▸ **Exercise task**:
It is required that all of the data be written out exactly.

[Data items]

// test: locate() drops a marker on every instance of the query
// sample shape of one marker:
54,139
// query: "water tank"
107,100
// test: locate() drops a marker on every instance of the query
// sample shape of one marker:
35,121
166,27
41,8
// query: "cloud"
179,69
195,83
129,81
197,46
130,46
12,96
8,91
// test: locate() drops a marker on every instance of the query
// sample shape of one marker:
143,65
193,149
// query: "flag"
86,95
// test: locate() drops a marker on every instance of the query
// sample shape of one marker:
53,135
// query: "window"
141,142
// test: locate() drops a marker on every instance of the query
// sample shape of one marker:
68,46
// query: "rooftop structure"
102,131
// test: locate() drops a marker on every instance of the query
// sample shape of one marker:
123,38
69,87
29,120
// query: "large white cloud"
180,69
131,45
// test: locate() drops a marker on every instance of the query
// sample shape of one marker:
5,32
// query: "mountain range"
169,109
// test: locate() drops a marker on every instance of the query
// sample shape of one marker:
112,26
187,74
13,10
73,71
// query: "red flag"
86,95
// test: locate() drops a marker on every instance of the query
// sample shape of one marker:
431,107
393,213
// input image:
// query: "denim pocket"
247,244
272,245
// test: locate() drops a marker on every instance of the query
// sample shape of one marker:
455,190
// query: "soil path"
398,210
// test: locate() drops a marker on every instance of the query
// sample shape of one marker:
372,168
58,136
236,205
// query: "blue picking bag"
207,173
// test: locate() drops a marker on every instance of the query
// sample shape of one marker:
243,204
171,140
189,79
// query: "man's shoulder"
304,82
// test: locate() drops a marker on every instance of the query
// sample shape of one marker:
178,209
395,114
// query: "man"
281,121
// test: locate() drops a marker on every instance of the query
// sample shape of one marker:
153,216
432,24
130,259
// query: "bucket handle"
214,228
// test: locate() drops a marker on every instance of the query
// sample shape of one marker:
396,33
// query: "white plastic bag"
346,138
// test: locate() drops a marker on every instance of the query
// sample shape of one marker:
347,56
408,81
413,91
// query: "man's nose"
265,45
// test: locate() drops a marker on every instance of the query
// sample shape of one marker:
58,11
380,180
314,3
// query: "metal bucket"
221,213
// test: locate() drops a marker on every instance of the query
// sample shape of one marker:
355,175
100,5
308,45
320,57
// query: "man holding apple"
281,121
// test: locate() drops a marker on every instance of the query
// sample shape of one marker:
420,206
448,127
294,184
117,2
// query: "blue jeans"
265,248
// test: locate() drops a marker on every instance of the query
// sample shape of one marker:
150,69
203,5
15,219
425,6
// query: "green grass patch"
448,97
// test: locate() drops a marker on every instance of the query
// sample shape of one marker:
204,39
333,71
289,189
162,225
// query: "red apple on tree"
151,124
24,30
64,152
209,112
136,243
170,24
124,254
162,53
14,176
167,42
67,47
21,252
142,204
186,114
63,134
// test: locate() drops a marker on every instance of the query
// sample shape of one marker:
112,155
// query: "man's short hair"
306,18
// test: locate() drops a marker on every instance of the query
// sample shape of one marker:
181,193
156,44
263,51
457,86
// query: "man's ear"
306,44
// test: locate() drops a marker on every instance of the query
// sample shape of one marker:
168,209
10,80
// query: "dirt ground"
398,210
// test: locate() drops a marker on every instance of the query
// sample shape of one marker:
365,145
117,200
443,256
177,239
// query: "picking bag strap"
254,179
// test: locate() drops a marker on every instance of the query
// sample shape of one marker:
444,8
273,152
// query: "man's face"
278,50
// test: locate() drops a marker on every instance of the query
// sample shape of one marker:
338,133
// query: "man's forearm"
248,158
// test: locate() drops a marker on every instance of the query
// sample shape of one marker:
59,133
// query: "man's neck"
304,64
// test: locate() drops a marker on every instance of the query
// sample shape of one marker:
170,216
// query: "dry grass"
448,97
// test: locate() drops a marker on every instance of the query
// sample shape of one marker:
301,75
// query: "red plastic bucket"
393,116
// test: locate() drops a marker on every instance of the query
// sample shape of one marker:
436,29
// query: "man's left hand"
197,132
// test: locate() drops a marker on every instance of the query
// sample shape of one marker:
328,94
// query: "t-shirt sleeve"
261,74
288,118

▸ **Exercise answer**:
// test: locate() drops a marker on every instance of the query
// sample shape of one marker:
54,139
// query: "water tank"
107,100
// test: locate() drops a marker on every instance of the query
// sample shape of one marker:
35,121
166,27
41,8
// query: "cloud"
179,69
195,83
129,81
197,46
130,46
12,96
8,91
// test: locate() drops a marker on every instance of the query
// sample shape of one marker:
143,65
193,149
// query: "flag"
86,95
// test: locate() drops a marker on every instance of the query
// sample shape of one marker:
53,135
// query: "window"
141,142
// test: locate() drops a marker on every instance of the query
// sample shape of one marker:
68,46
// query: "rooftop structure"
102,131
// test: locate() drops a marker on every instance of the query
// sample shape of one marker:
123,38
69,87
29,120
// query: "large white cloud"
180,69
131,45
// test: locate() drops a marker on every instance of the query
// sample shape of one marker:
5,32
// query: "mountain range"
169,109
// test: locate() drops a marker on every instance of the query
// sample shape of one marker:
112,26
187,74
13,10
73,71
// query: "red flag"
86,95
// test: locate() drops a marker on every instance of the query
// sample shape of one marker:
431,107
393,213
// input image:
// query: "denim pocket"
247,244
272,245
// test: locate() drops a marker on every instance of the query
// sample shape of one marker:
455,190
// query: "soil path"
398,210
// test: locate() drops a marker on every instance of the query
// sample shape of one marker:
372,168
58,136
236,205
// query: "blue picking bag"
207,173
// test: locate() drops a marker on every instance of the query
// sample shape of one marker:
243,204
171,140
189,79
// query: "man's shoulder"
304,82
// test: locate() drops a marker on every instance of the query
// sample shape of one marker:
178,209
395,114
// query: "man"
281,121
// test: locate() drops a marker on every instance of the query
// sample shape of one marker:
153,216
432,24
130,259
// query: "bucket handle"
214,228
// test: locate() drops a marker on every instance of the query
// sample shape of one marker:
396,33
// query: "white plastic bag"
346,138
// test: locate() drops a marker on every instance of the query
// sample shape of one marker:
347,56
408,81
413,91
// query: "man's nose"
265,45
// test: locate() drops a marker on every instance of the query
// sample shape of one marker:
58,11
380,180
314,3
// query: "metal bucket"
221,213
// test: locate() drops a marker on every instance of the query
// sample shape of one marker:
355,175
100,5
308,45
320,57
// query: "man holding apple"
281,121
// test: locate() drops a marker on every instance of the query
// sample shape of one marker:
420,206
448,127
294,184
117,2
// query: "blue jeans"
265,248
// test: locate() drops a marker on every instance of the query
// sample shape of one marker:
150,69
203,5
15,219
425,6
// query: "green grass patch"
448,97
// test: locate() drops a marker on every instance of the query
// sample shape of one marker:
204,39
333,71
289,189
162,225
// query: "red apple on tree"
151,124
24,30
64,152
209,112
136,243
170,24
124,254
162,53
14,176
167,42
67,47
21,252
142,204
186,114
63,134
// test: locate() drops a marker on every instance of the query
// sample shape of one marker:
112,155
// query: "man's short hair"
306,18
// test: locate() drops a marker on every instance of the query
// sample shape of one marker:
181,193
156,44
263,51
457,86
// query: "man's ear"
306,44
// test: locate() drops a marker on every instance of the query
// sample shape of one marker:
168,209
10,80
// query: "dirt ground"
398,210
// test: locate() drops a marker on every instance of the query
// sample shape of one marker:
365,145
117,200
443,256
177,239
// query: "picking bag strap"
254,179
// test: locate() drops a marker on every instance of the query
// sample shape of one marker:
444,8
273,152
// query: "man's face"
278,50
// test: locate() drops a marker on every instance of the query
// sample shape of one marker:
338,133
// query: "man's forearm"
248,158
// test: locate() drops a marker on every instance of the query
// sample shape of one marker:
59,133
// query: "man's neck"
304,64
// test: locate() drops a marker on every instance of the query
// sample shape of one marker:
170,216
// query: "dry grass"
448,97
// test: locate() drops a marker on every instance of the query
// sample shape of one marker:
301,75
// query: "red plastic bucket"
393,116
// test: locate() drops a marker on every instance of the query
// sample shape of one marker:
436,29
// query: "man's left hand"
197,132
// test: locate() drops a marker on every instance of the query
// sample shape of one marker:
328,94
// query: "t-shirt sleeve"
261,74
288,118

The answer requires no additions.